Regularization

1. Basics
2. Specific to Neural Networks

1. Basics

1.1. Purpose

Prevent overfitting by adding a penalty to the model's complexity.

1.2. Techniques

Common forms of regularization include L1 (Lasso) and L2 (Ridge) regularization, which add penalties based on the absolute and squared values of model parameters, respectively.

1.2.1. L1(Lasso)

leads to a sparse model with most parameters set to zero due to the nature of the penalty's contour with respect to the parameters.
can be used as a feature selector then: to find out which features are essential and increasing model Interpretability

1.2.2. L2(Ridge)

promotes lower moduli of parameters.
aka weight decay
- derivative of L2 norm is a linear absolute term that is subtracted from gradients during Stochastic Gradient Descent (SGD)

1.2.3. Elastic Net

combination of L1 and L2

1.2.4. Batch Norm

1.2.5. Dropout

1.2.6. Data Augmentation

1.3. Effect

Regularization encourages the model to have smaller parameter values, reducing its complexity and preventing it from fitting noise in the training data.

Material.
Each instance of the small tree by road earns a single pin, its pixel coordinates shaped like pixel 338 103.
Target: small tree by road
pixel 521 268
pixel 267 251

Work to complete.
1. Reproduce everything in the regularization notes from "1.2.3. Elastic Net" down to "the training data.".
2. Answer these questions from the regularization notes:
(a) What purpose do the notes give for regularization?
(b) What other name do the notes give for L2 (Ridge) regularization?
(c) Which two forms of regularization does Elastic Net combine?
3. List every technique that has its own numbered heading under "1.2. Techniques" in the regularization notes.

Final answers.
1.
1.2.3. Elastic Net

combination of L1 and L2

1.2.4. Batch Norm

1.2.5. Dropout

1.2.6. Data Augmentation

1.3. Effect

Regularization encourages the model to have smaller parameter values, reducing its complexity and preventing it from fitting noise in the training data.

2.
(a) To prevent overfitting by adding a penalty to the model's complexity.
(b) Weight decay.
(c) L1 and L2.

3.
L1 (Lasso)
L2 (Ridge)
Elastic Net
Batch Norm
Dropout
Data Augmentation